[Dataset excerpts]
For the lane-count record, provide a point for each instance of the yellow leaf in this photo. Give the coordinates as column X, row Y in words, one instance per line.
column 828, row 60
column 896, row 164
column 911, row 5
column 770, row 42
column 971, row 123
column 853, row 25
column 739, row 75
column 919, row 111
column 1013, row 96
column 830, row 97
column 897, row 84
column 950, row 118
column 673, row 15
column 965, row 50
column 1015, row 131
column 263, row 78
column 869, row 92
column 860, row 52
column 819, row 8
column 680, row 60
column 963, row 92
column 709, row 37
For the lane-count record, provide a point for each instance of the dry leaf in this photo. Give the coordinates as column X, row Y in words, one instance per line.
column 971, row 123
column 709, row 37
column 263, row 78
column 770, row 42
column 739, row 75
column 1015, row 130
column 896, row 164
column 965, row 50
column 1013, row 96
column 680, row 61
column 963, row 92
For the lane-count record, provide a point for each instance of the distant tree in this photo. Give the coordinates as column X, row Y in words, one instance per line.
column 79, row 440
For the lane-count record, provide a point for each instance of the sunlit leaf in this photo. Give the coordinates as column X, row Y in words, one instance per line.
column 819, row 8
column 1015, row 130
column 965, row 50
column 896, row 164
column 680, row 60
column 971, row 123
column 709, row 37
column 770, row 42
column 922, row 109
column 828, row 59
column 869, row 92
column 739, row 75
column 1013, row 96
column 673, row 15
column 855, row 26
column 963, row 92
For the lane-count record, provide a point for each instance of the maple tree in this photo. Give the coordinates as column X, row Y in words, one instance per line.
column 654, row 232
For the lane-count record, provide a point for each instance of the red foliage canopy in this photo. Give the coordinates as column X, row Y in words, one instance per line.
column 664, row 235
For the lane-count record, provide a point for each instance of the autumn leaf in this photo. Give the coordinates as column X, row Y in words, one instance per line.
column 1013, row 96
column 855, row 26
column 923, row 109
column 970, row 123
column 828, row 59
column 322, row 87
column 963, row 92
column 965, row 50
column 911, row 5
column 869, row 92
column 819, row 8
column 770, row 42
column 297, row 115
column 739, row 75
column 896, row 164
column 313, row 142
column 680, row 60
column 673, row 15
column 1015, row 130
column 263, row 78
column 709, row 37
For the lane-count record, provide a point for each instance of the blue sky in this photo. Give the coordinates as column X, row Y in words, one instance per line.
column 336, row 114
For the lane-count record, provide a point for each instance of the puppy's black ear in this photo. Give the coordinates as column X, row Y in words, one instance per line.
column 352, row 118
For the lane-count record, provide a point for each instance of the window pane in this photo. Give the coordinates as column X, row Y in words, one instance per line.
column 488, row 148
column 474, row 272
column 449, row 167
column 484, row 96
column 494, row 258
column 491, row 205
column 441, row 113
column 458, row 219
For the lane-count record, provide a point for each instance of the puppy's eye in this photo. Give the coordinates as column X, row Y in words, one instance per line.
--
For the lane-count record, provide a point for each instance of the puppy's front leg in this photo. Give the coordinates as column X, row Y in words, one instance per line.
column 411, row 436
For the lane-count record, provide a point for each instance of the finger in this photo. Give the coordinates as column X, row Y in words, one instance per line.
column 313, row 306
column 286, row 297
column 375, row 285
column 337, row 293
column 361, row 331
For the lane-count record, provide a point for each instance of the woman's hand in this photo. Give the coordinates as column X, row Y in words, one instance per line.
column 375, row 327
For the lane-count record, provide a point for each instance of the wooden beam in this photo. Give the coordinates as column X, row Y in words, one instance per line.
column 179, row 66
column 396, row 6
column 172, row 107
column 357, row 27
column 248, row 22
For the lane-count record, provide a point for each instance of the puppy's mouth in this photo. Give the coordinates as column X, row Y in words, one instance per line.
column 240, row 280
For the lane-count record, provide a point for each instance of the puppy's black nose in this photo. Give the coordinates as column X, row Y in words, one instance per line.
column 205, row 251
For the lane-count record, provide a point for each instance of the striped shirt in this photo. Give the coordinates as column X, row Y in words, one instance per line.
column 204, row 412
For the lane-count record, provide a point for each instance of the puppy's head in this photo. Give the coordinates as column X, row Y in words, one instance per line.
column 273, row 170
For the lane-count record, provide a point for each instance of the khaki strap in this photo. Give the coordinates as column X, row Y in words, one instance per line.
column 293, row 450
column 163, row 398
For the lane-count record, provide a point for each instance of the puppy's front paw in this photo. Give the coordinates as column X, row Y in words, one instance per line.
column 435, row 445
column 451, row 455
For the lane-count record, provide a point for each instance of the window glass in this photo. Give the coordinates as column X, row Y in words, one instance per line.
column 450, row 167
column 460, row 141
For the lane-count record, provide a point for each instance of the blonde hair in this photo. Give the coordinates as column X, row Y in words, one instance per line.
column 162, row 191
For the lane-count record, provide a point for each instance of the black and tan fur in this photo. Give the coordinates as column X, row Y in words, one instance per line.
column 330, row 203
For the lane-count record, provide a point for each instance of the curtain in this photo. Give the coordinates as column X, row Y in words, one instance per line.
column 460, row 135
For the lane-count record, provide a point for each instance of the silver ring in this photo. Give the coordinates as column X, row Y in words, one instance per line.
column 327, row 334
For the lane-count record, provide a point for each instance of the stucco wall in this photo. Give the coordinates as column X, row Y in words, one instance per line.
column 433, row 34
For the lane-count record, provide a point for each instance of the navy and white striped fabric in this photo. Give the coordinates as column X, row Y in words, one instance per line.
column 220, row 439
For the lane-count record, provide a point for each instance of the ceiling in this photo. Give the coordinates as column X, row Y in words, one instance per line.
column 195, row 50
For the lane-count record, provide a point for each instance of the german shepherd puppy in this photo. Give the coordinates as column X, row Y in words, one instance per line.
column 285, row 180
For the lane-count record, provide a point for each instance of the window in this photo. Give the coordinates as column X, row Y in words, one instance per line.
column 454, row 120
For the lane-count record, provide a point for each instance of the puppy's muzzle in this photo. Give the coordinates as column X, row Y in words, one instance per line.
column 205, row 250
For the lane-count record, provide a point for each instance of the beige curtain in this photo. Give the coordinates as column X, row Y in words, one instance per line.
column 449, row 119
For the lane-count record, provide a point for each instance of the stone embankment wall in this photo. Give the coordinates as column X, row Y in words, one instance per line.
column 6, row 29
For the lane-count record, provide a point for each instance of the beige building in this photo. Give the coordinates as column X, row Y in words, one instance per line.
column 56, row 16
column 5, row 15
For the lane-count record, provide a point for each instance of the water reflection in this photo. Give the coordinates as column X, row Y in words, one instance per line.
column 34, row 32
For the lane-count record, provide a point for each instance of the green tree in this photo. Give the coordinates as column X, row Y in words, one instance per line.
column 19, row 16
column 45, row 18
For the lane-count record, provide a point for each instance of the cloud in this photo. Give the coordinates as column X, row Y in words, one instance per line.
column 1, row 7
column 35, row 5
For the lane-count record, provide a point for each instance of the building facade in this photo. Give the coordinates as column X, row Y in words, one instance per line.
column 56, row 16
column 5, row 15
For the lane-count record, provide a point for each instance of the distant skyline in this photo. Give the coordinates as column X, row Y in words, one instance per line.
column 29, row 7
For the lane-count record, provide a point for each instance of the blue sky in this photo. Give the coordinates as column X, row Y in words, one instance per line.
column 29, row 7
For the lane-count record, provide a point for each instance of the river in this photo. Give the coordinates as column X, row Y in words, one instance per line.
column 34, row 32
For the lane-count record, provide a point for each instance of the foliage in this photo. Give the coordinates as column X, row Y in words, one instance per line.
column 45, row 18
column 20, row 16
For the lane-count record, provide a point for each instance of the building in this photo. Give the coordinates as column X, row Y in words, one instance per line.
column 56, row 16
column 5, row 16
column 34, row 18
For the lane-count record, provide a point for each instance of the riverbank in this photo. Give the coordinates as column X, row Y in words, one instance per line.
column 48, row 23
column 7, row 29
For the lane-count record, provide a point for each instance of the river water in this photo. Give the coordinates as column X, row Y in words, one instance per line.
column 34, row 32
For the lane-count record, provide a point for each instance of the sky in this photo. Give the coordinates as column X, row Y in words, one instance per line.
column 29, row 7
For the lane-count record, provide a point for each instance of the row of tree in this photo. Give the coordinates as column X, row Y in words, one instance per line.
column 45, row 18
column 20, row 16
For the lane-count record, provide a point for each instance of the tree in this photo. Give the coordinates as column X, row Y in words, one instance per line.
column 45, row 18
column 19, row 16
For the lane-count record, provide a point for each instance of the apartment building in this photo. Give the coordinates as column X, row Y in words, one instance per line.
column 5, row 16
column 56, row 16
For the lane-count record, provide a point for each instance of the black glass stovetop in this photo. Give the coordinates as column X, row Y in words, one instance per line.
---
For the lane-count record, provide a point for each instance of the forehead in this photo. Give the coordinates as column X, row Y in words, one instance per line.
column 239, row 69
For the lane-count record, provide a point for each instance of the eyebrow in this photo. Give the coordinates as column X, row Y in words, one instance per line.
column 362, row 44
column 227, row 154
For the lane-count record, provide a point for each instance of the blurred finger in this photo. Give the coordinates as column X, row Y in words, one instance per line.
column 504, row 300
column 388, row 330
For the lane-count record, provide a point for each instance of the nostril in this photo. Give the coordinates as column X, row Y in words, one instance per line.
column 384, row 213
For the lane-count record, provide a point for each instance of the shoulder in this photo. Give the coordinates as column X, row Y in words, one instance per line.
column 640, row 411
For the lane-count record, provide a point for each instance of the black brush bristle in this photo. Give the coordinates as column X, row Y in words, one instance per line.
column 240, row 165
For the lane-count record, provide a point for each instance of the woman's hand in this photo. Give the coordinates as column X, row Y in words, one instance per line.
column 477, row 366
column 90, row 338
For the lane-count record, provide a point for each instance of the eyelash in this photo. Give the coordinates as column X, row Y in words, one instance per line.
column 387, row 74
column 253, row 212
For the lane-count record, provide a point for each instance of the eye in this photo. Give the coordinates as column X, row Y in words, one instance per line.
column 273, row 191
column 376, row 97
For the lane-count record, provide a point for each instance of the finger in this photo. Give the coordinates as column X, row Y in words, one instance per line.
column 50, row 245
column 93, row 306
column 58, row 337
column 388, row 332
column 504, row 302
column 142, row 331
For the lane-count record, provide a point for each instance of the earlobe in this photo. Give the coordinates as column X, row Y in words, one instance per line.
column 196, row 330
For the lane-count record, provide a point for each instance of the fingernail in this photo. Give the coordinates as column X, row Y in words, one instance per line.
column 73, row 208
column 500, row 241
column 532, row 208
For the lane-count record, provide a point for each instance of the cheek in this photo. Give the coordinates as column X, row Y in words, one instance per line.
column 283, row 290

[Your instructions]
In the entries above, find the line holding "the window pane" and the line holding "the puppy's eye"; print both of them and every line between, exactly, and nothing else.

[Answer to this exercise]
For the lane-count record, provide a point for each instance of the window pane in this photo. Give the coordinates as column X, row Y in words, one instance per line.
column 488, row 148
column 474, row 272
column 449, row 167
column 484, row 96
column 494, row 258
column 491, row 205
column 441, row 113
column 458, row 219
For the lane-count record, provide a point for each instance of the puppy's eye in this photo. Give the coordinates as column X, row Y in words, one instance per line.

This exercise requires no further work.